* **Problem details**: Please reproduce the records from their first line up to and including the line with "Give the mask of the snow-capped", unchanged, and output nothing past that line.

'''

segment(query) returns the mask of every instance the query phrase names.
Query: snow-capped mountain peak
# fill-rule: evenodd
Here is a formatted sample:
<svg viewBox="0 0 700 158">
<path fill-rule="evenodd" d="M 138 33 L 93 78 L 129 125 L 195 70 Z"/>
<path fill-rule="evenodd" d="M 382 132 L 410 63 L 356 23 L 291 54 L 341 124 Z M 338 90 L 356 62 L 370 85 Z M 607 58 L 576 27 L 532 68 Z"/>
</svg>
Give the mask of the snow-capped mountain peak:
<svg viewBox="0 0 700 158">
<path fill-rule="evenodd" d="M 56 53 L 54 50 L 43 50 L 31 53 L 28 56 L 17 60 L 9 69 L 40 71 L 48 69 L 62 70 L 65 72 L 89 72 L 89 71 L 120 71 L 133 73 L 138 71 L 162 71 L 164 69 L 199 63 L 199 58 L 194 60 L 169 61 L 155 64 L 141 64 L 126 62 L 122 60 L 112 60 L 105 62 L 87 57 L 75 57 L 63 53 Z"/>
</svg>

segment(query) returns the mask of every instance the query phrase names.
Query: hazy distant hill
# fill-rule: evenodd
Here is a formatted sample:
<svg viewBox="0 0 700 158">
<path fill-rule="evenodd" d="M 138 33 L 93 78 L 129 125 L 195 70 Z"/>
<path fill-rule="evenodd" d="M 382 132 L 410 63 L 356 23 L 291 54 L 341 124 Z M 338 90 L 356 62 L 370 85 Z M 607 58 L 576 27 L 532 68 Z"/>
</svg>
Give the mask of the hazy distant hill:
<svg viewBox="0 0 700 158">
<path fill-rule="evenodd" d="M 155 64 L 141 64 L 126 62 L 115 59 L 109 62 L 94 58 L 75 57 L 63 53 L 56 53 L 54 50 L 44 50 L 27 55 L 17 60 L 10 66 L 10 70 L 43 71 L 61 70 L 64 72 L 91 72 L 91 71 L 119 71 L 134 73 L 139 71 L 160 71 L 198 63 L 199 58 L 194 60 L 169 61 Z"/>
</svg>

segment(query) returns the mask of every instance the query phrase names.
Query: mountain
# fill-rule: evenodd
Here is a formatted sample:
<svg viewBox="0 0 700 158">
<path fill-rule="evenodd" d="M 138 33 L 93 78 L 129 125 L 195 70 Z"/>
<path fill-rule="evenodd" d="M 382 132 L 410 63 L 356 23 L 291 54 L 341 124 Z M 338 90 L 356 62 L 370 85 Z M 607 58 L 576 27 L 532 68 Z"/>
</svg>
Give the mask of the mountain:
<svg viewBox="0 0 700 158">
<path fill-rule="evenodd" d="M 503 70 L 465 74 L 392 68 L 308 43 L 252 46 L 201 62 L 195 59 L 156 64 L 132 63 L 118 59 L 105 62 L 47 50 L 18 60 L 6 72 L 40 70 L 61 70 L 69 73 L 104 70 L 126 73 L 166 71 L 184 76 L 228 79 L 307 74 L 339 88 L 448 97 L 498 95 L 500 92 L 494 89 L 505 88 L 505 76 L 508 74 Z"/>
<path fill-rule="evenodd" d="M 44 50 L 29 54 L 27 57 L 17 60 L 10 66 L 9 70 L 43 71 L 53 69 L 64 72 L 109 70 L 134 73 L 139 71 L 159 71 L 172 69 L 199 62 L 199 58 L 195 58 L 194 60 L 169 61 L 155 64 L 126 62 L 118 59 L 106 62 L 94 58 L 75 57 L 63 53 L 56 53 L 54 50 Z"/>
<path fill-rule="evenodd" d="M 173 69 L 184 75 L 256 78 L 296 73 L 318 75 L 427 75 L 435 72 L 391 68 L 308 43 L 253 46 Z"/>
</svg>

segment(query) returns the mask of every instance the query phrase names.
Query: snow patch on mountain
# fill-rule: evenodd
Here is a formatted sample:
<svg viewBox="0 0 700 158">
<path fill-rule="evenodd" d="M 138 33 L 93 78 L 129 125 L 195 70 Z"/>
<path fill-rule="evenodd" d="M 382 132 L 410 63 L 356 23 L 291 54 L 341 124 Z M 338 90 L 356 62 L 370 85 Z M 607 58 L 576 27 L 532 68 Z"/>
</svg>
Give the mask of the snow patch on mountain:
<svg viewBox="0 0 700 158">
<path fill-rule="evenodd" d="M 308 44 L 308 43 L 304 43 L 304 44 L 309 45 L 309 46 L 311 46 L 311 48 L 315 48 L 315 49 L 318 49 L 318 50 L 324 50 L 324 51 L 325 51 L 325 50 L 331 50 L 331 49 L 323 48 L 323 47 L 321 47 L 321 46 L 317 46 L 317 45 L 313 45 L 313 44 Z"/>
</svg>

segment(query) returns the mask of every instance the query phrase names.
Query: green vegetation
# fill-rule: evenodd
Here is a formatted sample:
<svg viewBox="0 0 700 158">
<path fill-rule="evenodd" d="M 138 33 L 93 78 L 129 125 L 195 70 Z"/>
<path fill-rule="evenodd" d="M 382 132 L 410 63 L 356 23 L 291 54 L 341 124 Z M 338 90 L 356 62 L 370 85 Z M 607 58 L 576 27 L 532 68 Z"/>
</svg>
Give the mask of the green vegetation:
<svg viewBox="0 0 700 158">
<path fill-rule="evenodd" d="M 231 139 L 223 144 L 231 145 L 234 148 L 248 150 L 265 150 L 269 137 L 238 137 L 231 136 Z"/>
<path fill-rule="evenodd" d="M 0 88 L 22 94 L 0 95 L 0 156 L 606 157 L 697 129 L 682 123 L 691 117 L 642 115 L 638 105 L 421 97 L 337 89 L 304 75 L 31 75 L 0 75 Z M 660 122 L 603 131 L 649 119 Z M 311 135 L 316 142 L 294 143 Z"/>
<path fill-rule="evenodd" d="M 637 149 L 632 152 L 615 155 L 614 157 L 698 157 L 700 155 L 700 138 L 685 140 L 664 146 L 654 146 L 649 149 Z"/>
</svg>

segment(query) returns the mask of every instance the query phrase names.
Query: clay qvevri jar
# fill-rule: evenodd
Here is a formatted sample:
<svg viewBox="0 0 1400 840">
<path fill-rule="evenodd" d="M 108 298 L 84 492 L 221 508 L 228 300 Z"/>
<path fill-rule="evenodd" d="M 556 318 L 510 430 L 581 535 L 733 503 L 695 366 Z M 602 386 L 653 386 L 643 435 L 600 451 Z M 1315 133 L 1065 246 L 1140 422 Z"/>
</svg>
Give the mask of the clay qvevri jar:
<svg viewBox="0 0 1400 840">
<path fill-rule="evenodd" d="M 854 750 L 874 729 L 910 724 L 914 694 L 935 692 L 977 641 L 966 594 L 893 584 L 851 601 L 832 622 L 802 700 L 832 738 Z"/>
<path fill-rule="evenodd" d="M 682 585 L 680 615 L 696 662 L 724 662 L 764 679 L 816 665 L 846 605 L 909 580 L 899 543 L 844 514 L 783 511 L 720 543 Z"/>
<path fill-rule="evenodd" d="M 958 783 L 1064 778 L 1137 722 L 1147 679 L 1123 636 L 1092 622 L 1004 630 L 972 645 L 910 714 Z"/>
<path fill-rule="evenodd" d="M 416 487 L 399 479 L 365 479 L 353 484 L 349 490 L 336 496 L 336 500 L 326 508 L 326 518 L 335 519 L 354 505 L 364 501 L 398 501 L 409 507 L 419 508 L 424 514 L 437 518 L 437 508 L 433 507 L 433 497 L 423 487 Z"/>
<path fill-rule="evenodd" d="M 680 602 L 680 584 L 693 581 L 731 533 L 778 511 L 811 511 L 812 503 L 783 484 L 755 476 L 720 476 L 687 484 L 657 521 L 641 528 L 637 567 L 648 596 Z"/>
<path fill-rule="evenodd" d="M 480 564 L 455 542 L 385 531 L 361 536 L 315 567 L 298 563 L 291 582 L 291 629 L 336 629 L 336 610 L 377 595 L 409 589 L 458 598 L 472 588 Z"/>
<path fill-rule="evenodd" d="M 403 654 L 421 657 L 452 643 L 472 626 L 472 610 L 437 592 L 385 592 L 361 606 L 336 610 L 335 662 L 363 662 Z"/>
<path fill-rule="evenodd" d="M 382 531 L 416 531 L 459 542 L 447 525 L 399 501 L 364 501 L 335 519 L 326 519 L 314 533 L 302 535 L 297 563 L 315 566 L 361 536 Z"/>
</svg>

'''

* **Solution for this exercise**:
segment(query) returns the mask of every instance the query phrase names.
Query: snow-capped mountain peak
# fill-rule: evenodd
Here is a formatted sample:
<svg viewBox="0 0 700 158">
<path fill-rule="evenodd" d="M 138 33 L 93 78 L 129 125 L 195 70 Z"/>
<path fill-rule="evenodd" d="M 382 132 L 410 63 L 356 23 L 291 54 L 341 124 Z M 338 90 L 356 62 L 370 85 Z M 607 58 L 576 27 L 532 68 Z"/>
</svg>
Give the mask of the snow-capped mountain peak:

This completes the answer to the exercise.